Swap every "Show me each one with a point" in the records below for "Mark each one with a point", and leave all other text unchanged.

Extracted data entries:

· · · ·

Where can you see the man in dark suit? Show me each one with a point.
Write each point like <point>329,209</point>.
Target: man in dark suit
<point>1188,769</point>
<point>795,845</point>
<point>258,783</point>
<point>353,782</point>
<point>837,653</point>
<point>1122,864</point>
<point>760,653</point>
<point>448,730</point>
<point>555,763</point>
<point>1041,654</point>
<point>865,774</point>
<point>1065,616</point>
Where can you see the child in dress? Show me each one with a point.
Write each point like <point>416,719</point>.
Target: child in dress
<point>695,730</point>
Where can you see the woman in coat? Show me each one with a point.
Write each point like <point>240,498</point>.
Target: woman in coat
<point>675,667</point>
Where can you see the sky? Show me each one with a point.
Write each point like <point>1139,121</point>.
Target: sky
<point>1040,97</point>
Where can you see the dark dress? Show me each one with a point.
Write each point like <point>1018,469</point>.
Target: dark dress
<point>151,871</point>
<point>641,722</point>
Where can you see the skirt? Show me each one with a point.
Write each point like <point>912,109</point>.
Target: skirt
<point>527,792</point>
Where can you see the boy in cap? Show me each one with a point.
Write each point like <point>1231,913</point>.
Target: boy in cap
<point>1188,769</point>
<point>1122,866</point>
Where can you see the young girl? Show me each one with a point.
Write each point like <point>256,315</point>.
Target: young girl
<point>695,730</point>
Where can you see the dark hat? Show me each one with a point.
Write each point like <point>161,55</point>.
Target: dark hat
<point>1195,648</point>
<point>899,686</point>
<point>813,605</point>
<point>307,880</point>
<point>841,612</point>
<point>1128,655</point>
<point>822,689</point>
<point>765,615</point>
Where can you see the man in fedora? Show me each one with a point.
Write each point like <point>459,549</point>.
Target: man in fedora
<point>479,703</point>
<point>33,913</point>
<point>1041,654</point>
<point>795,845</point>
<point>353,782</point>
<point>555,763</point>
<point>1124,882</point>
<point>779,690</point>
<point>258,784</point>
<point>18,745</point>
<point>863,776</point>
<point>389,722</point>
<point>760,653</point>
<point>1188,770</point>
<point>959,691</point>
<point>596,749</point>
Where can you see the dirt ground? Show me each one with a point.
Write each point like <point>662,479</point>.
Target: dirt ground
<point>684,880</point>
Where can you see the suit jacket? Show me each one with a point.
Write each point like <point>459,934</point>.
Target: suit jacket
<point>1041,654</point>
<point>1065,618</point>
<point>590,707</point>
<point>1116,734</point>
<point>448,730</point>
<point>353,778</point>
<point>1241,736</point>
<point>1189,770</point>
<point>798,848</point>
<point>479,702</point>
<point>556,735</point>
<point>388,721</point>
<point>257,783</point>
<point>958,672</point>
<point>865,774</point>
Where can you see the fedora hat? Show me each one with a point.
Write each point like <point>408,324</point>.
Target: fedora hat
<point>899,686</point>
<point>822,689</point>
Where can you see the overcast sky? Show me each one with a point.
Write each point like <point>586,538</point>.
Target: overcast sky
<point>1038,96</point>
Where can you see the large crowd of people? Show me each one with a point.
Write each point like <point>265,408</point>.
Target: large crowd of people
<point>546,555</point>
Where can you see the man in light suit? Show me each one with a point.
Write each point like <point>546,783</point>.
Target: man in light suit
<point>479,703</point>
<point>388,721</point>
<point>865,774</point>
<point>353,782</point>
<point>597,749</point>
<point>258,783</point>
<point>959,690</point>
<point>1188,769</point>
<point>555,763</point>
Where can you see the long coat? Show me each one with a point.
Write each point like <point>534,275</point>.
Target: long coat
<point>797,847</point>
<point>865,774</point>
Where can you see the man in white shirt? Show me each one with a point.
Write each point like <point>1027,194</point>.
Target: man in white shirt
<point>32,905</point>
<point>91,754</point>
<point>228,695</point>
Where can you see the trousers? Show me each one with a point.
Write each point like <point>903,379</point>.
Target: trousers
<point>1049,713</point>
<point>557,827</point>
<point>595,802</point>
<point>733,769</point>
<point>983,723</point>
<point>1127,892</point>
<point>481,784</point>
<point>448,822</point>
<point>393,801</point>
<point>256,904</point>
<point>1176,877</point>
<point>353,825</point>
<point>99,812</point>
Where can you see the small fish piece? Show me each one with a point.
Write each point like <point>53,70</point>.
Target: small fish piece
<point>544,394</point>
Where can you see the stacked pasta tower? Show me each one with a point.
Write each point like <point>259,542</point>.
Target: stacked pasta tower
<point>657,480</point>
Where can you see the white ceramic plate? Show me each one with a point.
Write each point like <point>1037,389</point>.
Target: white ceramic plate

· · · ·

Result |
Where can you see the man in dark suit? Mark each one with a point.
Write each point like <point>329,209</point>.
Target: man in dark suit
<point>1188,769</point>
<point>795,845</point>
<point>258,783</point>
<point>353,782</point>
<point>837,653</point>
<point>1122,864</point>
<point>760,653</point>
<point>448,730</point>
<point>555,763</point>
<point>1041,654</point>
<point>865,774</point>
<point>1065,616</point>
Where can you see the child in dress? Mark each one with a point.
Write each point like <point>416,719</point>.
Target: child in dress
<point>695,730</point>
Where can you see the woman in coat? Mark each one with a point.
Write each point like <point>240,498</point>.
Target: woman in coat
<point>675,667</point>
Where can you see the sky? Mark each one with a point.
Write each point like <point>1139,121</point>.
Target: sky
<point>1040,97</point>
Where can you see the dark dress? Mark each one with a point.
Write each point like <point>1018,469</point>.
Target: dark dress
<point>151,871</point>
<point>641,722</point>
Where can you see the skirt? Mark each one with a point.
Write each point like <point>912,109</point>.
Target: skirt
<point>527,792</point>
Where can you see the boy in cap? Mark each one with a point.
Write each point like <point>1231,913</point>.
Target: boy in cap
<point>1188,769</point>
<point>1122,866</point>
Where can you see the young girl? Mark each one with a point.
Write each point like <point>256,315</point>.
Target: young girl
<point>695,730</point>
Where can you see the dark hat? Mark each one with a point.
Write each point like <point>161,55</point>.
Target: dark hat
<point>1195,648</point>
<point>899,686</point>
<point>813,605</point>
<point>307,880</point>
<point>841,612</point>
<point>1128,655</point>
<point>822,689</point>
<point>765,615</point>
Where can you see the man in fedora? Mark each one with a point.
Write each point like <point>459,549</point>.
Target: man in fedora
<point>479,703</point>
<point>33,913</point>
<point>1041,654</point>
<point>795,845</point>
<point>353,782</point>
<point>555,763</point>
<point>1124,882</point>
<point>779,690</point>
<point>258,784</point>
<point>18,745</point>
<point>863,776</point>
<point>389,722</point>
<point>760,653</point>
<point>1188,770</point>
<point>959,691</point>
<point>596,749</point>
Where can you see the dirt ground? Mark each one with a point.
Write each point like <point>662,479</point>.
Target: dirt ground
<point>684,880</point>
Where can you see the suit jacket? Mark each one with a point.
Write each point like <point>459,934</point>.
Target: suit jacket
<point>1041,654</point>
<point>1065,618</point>
<point>590,707</point>
<point>1116,734</point>
<point>448,730</point>
<point>353,778</point>
<point>1241,736</point>
<point>1189,770</point>
<point>798,848</point>
<point>479,702</point>
<point>556,735</point>
<point>388,721</point>
<point>257,783</point>
<point>958,672</point>
<point>865,774</point>
Where can you see the fedora hat? Mark each one with a point.
Write each point like <point>408,324</point>.
Target: fedora hat
<point>899,686</point>
<point>822,689</point>
Where can you see the overcast sky? Mark each one with a point.
Write each point like <point>586,538</point>.
Target: overcast sky
<point>1038,96</point>
Where can you see the large crowd of people? Mark each one with a point.
Write each point like <point>265,408</point>.
Target: large crowd of people
<point>546,555</point>
Where can you see the man in light suit? Mark each one with a point.
Write each point like <point>546,783</point>.
Target: man in light suit
<point>479,703</point>
<point>388,721</point>
<point>865,774</point>
<point>353,782</point>
<point>597,749</point>
<point>258,783</point>
<point>959,690</point>
<point>1188,769</point>
<point>555,763</point>
Where can you see the long coat? Mark each one with a point.
Write each point like <point>534,275</point>.
Target: long coat
<point>797,847</point>
<point>865,774</point>
Where can you see the man in white shirt? Mark each one with a point.
Write each point like <point>1027,194</point>.
Target: man in white shirt
<point>32,905</point>
<point>91,754</point>
<point>228,695</point>
Where can you see the trousers? Mark each one with a point.
Write each point like <point>903,379</point>.
Target: trousers
<point>1049,713</point>
<point>557,827</point>
<point>595,802</point>
<point>733,769</point>
<point>983,723</point>
<point>1127,892</point>
<point>481,784</point>
<point>448,822</point>
<point>393,801</point>
<point>256,904</point>
<point>1176,877</point>
<point>353,825</point>
<point>99,812</point>
Where can you see the small fish piece? Mark each one with a point.
Write each point like <point>53,70</point>.
Target: small fish piece
<point>544,394</point>
Where can you see the stacked pasta tower? Mark each one with a point.
Write each point like <point>259,542</point>.
Target: stacked pasta tower
<point>657,480</point>
Where can you see the white ceramic plate? Mark each one with a point.
Write each point like <point>1037,389</point>.
Target: white ceramic plate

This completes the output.